TASK MATERIAL Start Marker

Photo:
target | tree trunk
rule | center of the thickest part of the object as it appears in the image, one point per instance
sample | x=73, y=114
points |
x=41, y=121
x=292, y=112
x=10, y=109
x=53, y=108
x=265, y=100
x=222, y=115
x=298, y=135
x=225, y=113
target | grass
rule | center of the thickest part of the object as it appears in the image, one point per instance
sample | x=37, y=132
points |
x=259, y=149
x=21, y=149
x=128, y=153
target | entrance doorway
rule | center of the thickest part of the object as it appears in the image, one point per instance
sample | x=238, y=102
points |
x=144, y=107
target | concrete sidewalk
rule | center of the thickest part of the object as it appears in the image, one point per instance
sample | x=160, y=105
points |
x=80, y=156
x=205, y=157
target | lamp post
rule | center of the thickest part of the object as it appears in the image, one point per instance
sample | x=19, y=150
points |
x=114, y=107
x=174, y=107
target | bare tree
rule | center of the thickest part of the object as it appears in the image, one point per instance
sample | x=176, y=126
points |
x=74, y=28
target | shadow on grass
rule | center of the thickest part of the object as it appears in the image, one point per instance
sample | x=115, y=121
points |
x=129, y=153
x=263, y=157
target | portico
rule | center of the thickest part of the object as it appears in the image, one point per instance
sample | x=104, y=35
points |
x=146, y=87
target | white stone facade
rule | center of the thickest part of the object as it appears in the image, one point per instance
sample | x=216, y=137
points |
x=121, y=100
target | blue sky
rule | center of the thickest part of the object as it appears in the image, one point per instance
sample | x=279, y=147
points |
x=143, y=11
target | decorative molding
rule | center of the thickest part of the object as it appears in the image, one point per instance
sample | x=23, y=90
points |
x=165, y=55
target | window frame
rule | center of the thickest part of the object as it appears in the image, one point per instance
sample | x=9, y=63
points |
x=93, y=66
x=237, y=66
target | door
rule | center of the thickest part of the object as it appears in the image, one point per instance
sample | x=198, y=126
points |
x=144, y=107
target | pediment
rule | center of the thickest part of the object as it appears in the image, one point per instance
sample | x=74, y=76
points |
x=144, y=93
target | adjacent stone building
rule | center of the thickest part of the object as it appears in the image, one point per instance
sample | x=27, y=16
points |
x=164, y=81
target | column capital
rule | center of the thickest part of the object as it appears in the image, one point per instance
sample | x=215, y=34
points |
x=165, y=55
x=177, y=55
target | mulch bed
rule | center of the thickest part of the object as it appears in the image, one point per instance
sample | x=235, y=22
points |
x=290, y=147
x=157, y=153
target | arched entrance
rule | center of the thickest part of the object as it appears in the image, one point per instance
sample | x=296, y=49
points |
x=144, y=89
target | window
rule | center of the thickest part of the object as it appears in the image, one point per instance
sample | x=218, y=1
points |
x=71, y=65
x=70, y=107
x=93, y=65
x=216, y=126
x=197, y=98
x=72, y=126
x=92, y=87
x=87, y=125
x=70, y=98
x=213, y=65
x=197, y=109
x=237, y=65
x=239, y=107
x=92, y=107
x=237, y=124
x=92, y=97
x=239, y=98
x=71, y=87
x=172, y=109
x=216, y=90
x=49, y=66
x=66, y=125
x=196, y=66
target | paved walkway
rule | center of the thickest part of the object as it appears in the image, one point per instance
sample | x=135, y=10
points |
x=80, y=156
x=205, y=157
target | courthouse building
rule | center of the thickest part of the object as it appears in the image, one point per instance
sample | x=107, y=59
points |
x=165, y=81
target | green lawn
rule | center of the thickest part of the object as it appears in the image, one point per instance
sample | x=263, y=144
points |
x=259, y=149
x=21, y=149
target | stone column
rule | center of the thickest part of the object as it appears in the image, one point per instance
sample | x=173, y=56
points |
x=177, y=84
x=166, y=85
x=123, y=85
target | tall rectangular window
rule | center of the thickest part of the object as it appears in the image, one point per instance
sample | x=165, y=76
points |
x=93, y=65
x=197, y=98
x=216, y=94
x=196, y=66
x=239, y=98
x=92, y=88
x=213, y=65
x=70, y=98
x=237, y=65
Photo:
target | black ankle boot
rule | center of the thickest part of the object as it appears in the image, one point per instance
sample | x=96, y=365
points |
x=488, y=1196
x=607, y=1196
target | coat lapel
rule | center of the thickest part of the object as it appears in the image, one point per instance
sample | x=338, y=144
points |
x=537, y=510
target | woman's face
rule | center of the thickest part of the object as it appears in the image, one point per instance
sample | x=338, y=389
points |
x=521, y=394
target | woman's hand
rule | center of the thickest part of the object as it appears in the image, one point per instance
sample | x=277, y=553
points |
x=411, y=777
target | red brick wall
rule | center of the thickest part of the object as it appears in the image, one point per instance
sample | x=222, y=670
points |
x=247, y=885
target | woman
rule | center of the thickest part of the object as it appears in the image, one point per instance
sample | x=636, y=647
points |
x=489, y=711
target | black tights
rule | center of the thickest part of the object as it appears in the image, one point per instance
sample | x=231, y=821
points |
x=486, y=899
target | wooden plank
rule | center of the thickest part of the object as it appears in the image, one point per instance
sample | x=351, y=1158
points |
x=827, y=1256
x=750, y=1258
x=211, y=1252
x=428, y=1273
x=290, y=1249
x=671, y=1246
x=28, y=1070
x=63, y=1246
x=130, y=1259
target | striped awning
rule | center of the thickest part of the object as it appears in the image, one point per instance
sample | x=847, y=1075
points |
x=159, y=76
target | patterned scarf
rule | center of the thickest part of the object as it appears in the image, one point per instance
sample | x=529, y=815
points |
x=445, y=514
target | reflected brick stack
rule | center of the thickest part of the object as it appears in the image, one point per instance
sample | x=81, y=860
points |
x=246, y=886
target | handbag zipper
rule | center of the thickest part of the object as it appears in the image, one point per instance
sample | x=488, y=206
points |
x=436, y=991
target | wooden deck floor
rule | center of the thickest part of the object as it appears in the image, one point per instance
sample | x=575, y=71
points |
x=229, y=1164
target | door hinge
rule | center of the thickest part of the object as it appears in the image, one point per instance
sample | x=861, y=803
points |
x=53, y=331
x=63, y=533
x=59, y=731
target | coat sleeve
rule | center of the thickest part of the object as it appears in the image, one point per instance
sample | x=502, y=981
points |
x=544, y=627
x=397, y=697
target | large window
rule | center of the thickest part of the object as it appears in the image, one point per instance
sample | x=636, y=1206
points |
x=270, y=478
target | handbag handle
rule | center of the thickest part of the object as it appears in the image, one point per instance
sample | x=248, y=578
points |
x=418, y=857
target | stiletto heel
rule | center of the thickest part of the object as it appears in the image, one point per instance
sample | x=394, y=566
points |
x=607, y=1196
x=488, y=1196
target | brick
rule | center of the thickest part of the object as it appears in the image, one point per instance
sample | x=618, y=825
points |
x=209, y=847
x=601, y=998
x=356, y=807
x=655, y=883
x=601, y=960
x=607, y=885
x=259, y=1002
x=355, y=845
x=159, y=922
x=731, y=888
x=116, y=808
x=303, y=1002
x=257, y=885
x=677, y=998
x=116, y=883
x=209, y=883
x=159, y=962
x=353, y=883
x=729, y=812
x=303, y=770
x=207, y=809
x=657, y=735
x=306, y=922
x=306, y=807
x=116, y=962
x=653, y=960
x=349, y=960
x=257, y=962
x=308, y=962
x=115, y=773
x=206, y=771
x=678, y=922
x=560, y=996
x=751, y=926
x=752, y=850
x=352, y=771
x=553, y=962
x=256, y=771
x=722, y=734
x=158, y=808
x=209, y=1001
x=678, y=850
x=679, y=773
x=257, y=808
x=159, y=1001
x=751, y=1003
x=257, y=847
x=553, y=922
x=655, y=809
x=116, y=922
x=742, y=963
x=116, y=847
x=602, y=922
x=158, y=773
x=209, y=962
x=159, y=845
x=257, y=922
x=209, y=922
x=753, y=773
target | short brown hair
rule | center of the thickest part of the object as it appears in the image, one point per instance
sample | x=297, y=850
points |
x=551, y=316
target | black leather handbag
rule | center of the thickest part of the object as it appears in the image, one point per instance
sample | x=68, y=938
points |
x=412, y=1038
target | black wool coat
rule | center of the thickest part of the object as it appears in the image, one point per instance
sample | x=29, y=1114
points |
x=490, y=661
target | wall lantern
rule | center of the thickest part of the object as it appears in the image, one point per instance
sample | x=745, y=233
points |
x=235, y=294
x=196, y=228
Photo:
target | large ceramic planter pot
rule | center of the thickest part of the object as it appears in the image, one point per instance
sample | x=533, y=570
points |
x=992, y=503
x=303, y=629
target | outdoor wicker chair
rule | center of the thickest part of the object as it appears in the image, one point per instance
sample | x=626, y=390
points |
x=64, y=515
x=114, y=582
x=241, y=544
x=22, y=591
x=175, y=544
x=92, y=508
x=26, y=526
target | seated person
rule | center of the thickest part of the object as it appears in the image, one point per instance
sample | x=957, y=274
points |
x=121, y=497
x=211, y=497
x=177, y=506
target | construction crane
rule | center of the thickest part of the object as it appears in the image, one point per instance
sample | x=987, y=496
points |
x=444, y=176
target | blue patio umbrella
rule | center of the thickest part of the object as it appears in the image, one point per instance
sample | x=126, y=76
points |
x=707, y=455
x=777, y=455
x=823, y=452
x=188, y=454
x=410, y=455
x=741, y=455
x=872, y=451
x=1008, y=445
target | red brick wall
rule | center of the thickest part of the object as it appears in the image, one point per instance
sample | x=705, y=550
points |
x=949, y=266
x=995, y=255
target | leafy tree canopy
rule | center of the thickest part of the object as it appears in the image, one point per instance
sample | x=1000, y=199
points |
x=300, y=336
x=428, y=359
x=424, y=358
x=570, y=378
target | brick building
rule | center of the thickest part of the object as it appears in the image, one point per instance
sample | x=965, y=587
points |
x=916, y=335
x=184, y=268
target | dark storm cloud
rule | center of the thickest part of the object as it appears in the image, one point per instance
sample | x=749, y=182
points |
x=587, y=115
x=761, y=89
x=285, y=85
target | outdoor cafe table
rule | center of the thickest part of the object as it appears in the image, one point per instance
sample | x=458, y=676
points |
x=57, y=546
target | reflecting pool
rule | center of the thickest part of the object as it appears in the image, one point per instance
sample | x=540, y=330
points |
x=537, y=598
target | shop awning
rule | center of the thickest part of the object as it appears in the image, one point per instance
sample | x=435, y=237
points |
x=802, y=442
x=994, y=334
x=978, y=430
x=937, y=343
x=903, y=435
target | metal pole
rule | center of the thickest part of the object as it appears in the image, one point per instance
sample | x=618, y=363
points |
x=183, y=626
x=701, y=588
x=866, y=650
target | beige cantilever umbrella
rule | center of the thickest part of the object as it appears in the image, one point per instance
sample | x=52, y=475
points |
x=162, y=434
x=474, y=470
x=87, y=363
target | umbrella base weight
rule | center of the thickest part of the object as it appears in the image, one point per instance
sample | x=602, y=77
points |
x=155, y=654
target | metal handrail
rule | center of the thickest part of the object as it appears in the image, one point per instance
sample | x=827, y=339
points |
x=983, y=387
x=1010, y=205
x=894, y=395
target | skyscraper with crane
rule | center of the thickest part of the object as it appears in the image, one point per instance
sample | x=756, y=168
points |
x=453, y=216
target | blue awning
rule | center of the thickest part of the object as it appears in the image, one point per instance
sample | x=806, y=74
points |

TASK MATERIAL End Marker

The answer is each line from the entries above in which the word "coat" occurs.

### ANSWER AREA
target | coat lapel
target | coat sleeve
target | black wool coat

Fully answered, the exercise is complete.